Dataset entries:
↓

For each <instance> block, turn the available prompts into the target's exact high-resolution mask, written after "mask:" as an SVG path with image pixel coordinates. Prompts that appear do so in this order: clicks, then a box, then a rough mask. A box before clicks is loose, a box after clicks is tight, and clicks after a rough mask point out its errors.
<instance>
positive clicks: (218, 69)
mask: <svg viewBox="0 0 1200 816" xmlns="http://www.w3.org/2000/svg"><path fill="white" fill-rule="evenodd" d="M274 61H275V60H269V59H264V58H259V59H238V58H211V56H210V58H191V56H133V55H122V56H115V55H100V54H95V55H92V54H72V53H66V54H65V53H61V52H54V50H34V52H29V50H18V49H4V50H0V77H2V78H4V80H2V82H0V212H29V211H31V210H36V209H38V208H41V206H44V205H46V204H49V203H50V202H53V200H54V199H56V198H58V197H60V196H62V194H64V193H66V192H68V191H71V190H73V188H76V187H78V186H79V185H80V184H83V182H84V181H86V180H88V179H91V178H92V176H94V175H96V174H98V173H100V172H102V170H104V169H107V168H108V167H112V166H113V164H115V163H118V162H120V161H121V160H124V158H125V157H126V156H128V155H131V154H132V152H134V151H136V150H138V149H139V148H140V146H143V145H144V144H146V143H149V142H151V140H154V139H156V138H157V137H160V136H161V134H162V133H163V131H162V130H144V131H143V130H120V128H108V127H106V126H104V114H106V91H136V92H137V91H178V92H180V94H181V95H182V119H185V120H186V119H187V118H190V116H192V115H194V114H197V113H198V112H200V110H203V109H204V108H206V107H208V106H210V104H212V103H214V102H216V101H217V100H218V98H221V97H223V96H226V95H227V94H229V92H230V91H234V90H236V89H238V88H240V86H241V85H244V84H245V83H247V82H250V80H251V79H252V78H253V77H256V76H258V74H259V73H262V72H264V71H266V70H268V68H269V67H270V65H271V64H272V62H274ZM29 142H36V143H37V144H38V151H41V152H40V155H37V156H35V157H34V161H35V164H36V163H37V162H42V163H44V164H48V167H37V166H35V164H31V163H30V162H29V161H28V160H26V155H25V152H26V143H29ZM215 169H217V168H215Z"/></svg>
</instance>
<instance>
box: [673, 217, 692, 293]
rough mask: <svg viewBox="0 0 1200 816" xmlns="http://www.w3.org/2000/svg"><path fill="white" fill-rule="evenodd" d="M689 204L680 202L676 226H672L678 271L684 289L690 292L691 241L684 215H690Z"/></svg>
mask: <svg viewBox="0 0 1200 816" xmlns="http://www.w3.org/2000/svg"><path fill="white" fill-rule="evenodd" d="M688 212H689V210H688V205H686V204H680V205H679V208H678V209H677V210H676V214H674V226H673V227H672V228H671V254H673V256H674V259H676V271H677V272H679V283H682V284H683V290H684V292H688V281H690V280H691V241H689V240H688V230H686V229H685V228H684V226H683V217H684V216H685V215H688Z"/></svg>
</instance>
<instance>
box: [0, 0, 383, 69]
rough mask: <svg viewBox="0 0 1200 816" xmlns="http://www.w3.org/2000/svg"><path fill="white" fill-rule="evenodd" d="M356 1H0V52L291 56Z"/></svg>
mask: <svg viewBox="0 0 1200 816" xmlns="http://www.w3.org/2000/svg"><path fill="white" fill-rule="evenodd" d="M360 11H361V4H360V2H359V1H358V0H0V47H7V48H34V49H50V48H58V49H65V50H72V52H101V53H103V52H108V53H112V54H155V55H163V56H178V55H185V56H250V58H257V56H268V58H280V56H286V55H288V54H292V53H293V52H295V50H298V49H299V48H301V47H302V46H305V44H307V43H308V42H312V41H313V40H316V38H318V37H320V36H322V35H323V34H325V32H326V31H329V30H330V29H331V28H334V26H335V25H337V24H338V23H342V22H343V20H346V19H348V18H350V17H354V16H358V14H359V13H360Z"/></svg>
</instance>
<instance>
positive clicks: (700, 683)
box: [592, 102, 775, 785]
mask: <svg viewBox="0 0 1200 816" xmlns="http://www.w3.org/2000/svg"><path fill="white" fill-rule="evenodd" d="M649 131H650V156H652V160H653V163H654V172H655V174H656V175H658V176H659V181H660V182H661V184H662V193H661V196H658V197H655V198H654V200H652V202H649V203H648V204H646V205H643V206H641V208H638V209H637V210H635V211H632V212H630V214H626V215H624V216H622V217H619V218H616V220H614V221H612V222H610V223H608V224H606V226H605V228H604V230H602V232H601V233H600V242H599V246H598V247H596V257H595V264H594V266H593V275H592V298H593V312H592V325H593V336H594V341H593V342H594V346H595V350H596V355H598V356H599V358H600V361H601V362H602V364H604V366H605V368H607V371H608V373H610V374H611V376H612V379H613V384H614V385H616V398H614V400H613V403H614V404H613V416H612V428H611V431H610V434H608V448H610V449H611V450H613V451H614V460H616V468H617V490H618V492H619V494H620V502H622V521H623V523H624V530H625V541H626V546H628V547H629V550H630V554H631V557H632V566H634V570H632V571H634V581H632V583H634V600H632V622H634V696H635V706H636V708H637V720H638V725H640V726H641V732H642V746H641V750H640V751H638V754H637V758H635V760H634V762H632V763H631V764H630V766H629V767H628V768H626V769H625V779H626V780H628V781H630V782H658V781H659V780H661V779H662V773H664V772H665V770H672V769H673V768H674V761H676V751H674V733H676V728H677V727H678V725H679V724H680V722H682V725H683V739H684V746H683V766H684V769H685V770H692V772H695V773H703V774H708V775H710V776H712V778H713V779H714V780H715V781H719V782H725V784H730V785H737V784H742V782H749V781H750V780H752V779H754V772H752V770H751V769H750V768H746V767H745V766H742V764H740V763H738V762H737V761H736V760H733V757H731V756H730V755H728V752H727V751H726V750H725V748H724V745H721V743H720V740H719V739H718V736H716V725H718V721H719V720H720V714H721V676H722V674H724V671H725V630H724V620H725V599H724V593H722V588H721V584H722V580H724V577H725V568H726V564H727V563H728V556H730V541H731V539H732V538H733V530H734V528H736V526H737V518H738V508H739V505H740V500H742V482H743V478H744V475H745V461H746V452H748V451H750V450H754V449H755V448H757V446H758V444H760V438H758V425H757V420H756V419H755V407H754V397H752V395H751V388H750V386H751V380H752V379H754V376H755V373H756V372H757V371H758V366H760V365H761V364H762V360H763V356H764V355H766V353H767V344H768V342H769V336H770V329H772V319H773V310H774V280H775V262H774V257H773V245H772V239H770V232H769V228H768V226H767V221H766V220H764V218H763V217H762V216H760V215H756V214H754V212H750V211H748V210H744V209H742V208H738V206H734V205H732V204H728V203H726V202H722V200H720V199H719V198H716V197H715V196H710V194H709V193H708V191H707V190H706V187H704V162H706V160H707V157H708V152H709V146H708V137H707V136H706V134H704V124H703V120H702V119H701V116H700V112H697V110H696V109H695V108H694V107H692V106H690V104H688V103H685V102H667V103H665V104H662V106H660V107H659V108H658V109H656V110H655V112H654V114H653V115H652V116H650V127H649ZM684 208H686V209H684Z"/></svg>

↑

*ASSIGNMENT*:
Would you please copy every line of the data exactly?

*EXERCISE OUTPUT*:
For each <instance> block, turn the available prompts into the target's exact high-resolution mask, written after "mask:" as an SVG path with image pixel coordinates. Prompts that appear do so in this order: clicks, then a box, then a rough mask. A box before clicks is loose, a box after clicks is tight, and clicks after a rough mask point out its errors.
<instance>
positive clicks: (218, 69)
mask: <svg viewBox="0 0 1200 816" xmlns="http://www.w3.org/2000/svg"><path fill="white" fill-rule="evenodd" d="M274 61H275V60H269V59H264V58H259V59H238V58H211V56H210V58H191V56H133V55H122V56H115V55H100V54H95V55H92V54H72V53H66V54H65V53H61V52H54V50H34V52H29V50H18V49H4V50H0V77H2V78H4V80H2V82H0V212H29V211H31V210H36V209H38V208H41V206H44V205H46V204H49V203H50V202H53V200H54V199H56V198H58V197H60V196H62V194H64V193H66V192H68V191H71V190H73V188H76V187H78V186H79V185H80V184H83V182H84V181H86V180H88V179H91V178H92V176H94V175H96V174H98V173H100V172H102V170H104V169H107V168H108V167H112V166H113V164H115V163H118V162H120V161H121V160H124V158H125V157H126V156H128V155H131V154H132V152H134V151H136V150H138V149H139V148H140V146H143V145H144V144H146V143H149V142H151V140H154V139H156V138H157V137H160V136H161V134H162V133H163V131H162V130H144V131H143V130H120V128H108V127H106V126H104V114H106V91H136V92H137V91H178V92H180V94H181V95H182V119H185V120H186V119H187V118H190V116H192V115H194V114H197V113H198V112H200V110H203V109H204V108H206V107H208V106H210V104H212V103H214V102H216V101H217V100H218V98H221V97H223V96H226V95H227V94H229V92H230V91H234V90H236V89H238V88H240V86H241V85H244V84H245V83H247V82H250V80H251V79H252V78H253V77H256V76H258V74H259V73H262V72H264V71H266V70H268V68H269V67H270V65H271V64H272V62H274ZM29 142H36V143H37V144H38V151H41V152H40V155H37V156H35V157H34V161H35V164H36V163H37V162H42V163H44V164H48V167H37V166H35V164H31V163H30V162H29V161H28V160H26V155H25V152H26V143H29ZM215 169H217V168H215Z"/></svg>
</instance>
<instance>
box: [673, 217, 692, 293]
rough mask: <svg viewBox="0 0 1200 816" xmlns="http://www.w3.org/2000/svg"><path fill="white" fill-rule="evenodd" d="M689 204L680 202L676 226H672L678 271L684 289L690 292L691 241L684 215H690Z"/></svg>
mask: <svg viewBox="0 0 1200 816" xmlns="http://www.w3.org/2000/svg"><path fill="white" fill-rule="evenodd" d="M688 212H689V210H688V205H686V204H680V205H679V208H678V209H677V210H676V214H674V226H673V227H672V228H671V254H673V256H674V259H676V271H677V272H679V283H682V284H683V290H684V292H688V281H690V280H691V241H689V240H688V230H686V229H685V228H684V226H683V217H684V216H685V215H688Z"/></svg>
</instance>
<instance>
box: [0, 0, 383, 69]
rough mask: <svg viewBox="0 0 1200 816" xmlns="http://www.w3.org/2000/svg"><path fill="white" fill-rule="evenodd" d="M356 1H0V52L291 56Z"/></svg>
mask: <svg viewBox="0 0 1200 816" xmlns="http://www.w3.org/2000/svg"><path fill="white" fill-rule="evenodd" d="M360 11H361V4H360V2H359V1H358V0H0V47H7V48H34V49H50V48H58V49H65V50H72V52H101V53H103V52H108V53H112V54H155V55H163V56H178V55H185V56H250V58H257V56H268V58H280V56H286V55H288V54H292V53H293V52H295V50H298V49H299V48H301V47H302V46H305V44H307V43H308V42H312V41H313V40H316V38H318V37H320V36H322V35H323V34H325V32H326V31H329V30H330V29H331V28H334V26H335V25H337V24H338V23H342V22H343V20H346V19H348V18H350V17H354V16H358V14H359V13H360Z"/></svg>
</instance>
<instance>
positive clicks: (700, 683)
box: [592, 102, 775, 785]
mask: <svg viewBox="0 0 1200 816" xmlns="http://www.w3.org/2000/svg"><path fill="white" fill-rule="evenodd" d="M649 131H650V156H652V160H653V163H654V172H655V174H656V175H658V176H659V181H660V182H661V184H662V193H661V196H658V197H655V198H654V200H652V202H649V203H648V204H646V205H643V206H641V208H638V209H637V210H635V211H632V212H630V214H626V215H624V216H622V217H619V218H616V220H614V221H612V222H610V223H608V224H606V226H605V228H604V230H602V232H601V233H600V242H599V246H598V247H596V257H595V264H594V266H593V275H592V298H593V312H592V325H593V336H594V341H593V342H594V346H595V350H596V355H598V356H599V358H600V361H601V362H602V364H604V366H605V368H607V371H608V373H610V374H611V376H612V379H613V384H614V385H616V398H614V400H613V403H614V404H613V416H612V428H611V431H610V434H608V448H610V449H611V450H613V451H614V460H616V468H617V490H618V492H619V494H620V502H622V521H623V523H624V530H625V541H626V546H628V547H629V550H630V554H631V557H632V566H634V570H632V571H634V581H632V583H634V600H632V622H634V696H635V706H636V708H637V720H638V725H640V726H641V732H642V746H641V750H640V751H638V754H637V758H635V760H634V762H632V763H631V764H630V766H629V767H628V768H626V769H625V779H626V780H628V781H630V782H658V781H659V780H661V779H662V773H664V772H665V770H672V769H673V768H674V761H676V751H674V733H676V728H677V727H678V725H679V724H680V722H682V725H683V739H684V746H683V766H684V769H685V770H692V772H695V773H703V774H708V775H710V776H712V778H713V779H714V780H715V781H719V782H725V784H730V785H737V784H742V782H749V781H750V780H752V779H754V772H752V770H751V769H750V768H746V767H745V766H742V764H740V763H738V762H737V761H736V760H733V757H731V756H730V755H728V752H727V751H726V750H725V748H724V745H721V743H720V740H719V739H718V736H716V725H718V721H719V720H720V714H721V676H722V674H724V671H725V630H724V620H725V599H724V593H722V588H721V584H722V580H724V577H725V568H726V564H727V563H728V556H730V541H731V539H732V538H733V530H734V528H736V526H737V518H738V508H739V505H740V500H742V482H743V478H744V475H745V461H746V452H748V451H750V450H754V449H755V448H757V446H758V444H760V438H758V425H757V420H756V419H755V407H754V397H752V395H751V388H750V386H751V380H752V379H754V376H755V373H756V372H757V371H758V366H760V365H761V364H762V360H763V356H764V355H766V353H767V344H768V342H769V336H770V329H772V319H773V310H774V280H775V262H774V257H773V245H772V239H770V232H769V228H768V226H767V221H766V220H764V218H763V217H762V216H760V215H756V214H754V212H750V211H748V210H744V209H742V208H738V206H734V205H732V204H728V203H726V202H722V200H720V199H719V198H716V197H715V196H710V194H709V193H708V191H707V190H706V187H704V162H706V160H707V157H708V152H709V146H708V137H707V136H706V134H704V124H703V120H702V119H701V116H700V112H697V110H696V109H695V108H694V107H692V106H690V104H688V103H685V102H667V103H665V104H662V106H660V107H659V108H658V109H656V110H655V112H654V114H653V115H652V116H650V127H649ZM684 208H686V209H684Z"/></svg>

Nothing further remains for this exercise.